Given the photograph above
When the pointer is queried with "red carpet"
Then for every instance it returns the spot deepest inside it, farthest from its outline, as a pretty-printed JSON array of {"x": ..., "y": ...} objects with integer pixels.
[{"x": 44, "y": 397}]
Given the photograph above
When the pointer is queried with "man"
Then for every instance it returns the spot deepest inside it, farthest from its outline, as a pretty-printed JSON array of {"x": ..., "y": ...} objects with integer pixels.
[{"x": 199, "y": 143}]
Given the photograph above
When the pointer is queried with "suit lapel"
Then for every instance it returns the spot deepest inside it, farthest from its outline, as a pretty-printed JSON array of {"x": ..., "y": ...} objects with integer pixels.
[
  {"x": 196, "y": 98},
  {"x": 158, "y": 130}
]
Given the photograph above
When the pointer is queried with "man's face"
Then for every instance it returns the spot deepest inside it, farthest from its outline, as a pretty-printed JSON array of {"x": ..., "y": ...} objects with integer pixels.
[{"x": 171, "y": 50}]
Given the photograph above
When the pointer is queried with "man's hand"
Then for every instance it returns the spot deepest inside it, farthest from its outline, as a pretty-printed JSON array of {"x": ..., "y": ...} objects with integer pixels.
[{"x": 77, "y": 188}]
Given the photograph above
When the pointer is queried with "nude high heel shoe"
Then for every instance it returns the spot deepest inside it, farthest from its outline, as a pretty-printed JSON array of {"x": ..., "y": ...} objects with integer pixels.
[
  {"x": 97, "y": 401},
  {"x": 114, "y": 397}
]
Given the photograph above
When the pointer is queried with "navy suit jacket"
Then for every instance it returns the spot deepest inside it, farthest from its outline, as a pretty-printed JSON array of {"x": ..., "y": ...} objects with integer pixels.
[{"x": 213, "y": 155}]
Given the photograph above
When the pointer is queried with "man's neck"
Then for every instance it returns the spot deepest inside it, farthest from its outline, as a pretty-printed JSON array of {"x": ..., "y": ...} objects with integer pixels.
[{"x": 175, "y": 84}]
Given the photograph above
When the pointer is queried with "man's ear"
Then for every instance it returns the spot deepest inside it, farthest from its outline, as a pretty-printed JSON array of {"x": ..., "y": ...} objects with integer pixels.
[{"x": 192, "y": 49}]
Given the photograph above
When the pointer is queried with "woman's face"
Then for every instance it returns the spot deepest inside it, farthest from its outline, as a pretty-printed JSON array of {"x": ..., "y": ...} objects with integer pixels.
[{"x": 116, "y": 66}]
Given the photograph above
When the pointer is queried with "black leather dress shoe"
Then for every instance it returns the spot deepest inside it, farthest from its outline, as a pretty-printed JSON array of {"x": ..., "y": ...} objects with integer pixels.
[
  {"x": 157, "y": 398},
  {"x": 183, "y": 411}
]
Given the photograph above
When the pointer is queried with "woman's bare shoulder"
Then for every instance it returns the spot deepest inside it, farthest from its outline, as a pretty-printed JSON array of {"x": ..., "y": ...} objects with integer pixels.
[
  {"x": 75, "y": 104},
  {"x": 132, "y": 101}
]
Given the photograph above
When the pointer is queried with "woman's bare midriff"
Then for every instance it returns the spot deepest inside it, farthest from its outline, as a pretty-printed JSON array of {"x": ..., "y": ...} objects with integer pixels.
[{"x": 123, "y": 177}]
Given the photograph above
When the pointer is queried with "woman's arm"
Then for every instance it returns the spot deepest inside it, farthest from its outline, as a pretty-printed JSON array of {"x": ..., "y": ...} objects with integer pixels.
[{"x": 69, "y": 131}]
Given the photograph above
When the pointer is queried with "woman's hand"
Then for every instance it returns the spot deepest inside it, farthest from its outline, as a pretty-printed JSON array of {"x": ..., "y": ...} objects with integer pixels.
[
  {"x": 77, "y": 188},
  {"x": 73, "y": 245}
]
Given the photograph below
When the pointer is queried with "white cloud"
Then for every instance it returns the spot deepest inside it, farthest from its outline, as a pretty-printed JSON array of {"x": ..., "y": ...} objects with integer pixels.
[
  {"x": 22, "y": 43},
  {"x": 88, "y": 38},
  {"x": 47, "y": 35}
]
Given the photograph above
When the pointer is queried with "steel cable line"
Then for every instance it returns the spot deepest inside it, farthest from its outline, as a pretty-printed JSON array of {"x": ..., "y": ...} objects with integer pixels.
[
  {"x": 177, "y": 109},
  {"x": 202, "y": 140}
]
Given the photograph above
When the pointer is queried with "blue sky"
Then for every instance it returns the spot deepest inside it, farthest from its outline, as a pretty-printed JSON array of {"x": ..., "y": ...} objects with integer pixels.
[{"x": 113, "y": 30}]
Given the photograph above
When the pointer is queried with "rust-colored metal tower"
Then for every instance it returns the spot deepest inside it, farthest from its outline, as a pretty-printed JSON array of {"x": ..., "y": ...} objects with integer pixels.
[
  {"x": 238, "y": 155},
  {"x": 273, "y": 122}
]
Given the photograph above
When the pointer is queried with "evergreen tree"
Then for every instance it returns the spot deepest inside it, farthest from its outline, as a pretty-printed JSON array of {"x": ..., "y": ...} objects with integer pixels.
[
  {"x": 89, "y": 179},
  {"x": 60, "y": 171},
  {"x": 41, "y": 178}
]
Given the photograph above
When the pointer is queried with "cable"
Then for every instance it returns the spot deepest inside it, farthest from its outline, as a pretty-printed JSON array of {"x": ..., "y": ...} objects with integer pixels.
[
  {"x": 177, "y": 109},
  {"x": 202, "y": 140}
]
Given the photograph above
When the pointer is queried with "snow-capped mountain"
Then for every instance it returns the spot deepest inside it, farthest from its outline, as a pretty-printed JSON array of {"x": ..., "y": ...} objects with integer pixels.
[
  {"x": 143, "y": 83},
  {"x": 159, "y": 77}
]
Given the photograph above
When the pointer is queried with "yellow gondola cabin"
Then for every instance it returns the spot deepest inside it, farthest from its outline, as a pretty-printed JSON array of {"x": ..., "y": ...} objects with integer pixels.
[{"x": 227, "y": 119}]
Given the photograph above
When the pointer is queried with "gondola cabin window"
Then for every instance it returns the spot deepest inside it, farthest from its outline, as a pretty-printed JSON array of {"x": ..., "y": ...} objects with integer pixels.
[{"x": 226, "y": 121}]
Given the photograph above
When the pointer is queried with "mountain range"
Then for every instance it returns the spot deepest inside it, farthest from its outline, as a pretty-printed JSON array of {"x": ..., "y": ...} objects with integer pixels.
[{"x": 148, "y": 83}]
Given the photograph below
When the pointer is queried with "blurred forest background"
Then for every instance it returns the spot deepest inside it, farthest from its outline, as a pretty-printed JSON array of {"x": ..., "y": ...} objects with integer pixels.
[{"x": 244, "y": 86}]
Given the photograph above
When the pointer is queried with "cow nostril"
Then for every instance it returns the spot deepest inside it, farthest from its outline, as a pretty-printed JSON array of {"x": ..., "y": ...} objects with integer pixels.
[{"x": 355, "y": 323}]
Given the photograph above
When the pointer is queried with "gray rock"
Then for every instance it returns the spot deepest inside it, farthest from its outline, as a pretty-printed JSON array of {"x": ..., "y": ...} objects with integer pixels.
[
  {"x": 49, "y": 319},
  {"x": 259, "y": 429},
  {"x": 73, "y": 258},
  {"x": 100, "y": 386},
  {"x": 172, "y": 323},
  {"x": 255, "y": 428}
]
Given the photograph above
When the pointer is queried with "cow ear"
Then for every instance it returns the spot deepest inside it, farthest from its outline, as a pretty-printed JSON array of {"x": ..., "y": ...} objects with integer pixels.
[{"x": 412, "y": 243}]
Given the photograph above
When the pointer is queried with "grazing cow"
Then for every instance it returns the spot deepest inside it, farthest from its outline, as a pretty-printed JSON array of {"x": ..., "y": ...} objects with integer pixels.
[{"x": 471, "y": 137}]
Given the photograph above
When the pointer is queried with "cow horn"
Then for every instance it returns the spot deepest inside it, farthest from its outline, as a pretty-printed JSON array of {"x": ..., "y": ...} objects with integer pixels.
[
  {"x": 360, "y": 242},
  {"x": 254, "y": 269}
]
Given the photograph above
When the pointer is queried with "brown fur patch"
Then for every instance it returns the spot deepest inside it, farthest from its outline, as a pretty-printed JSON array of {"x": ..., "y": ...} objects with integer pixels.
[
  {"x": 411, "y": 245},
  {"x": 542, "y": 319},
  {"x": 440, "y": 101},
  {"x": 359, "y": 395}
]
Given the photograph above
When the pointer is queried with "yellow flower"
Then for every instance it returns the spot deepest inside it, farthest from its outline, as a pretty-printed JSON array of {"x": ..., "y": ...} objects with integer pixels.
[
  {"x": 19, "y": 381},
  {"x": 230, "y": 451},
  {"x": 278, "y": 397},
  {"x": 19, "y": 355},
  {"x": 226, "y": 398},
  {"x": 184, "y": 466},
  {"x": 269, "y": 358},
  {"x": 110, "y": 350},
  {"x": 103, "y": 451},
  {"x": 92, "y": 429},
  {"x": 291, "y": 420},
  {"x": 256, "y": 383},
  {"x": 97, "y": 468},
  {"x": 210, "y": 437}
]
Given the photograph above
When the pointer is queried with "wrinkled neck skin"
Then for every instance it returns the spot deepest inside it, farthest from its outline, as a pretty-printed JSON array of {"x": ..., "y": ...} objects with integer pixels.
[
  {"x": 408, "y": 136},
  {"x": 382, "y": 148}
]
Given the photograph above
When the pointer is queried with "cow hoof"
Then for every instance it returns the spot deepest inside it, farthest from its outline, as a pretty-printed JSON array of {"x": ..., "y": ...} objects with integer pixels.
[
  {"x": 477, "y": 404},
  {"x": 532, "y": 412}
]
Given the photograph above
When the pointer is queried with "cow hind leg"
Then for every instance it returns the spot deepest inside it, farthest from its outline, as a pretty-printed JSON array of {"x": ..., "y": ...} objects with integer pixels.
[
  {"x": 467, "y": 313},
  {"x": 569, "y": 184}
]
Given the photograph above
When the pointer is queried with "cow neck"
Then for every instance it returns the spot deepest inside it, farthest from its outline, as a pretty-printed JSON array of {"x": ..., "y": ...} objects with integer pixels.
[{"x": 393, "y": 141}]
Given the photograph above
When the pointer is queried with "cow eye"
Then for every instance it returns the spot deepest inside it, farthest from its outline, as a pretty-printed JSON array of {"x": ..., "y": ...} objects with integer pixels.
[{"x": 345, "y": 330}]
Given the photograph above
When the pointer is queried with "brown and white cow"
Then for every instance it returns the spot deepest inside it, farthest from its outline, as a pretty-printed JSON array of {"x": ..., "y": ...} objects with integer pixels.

========================================

* Set problem
Show every line of the rows above that contains the word "woman".

* Exercise output
When the pointer is queried with "woman's face"
When the pointer is queried with "woman's bare shoulder"
When the pointer is queried with "woman's bare midriff"
When the pointer is queried with "woman's arm"
When the pointer is queried with "woman's hand"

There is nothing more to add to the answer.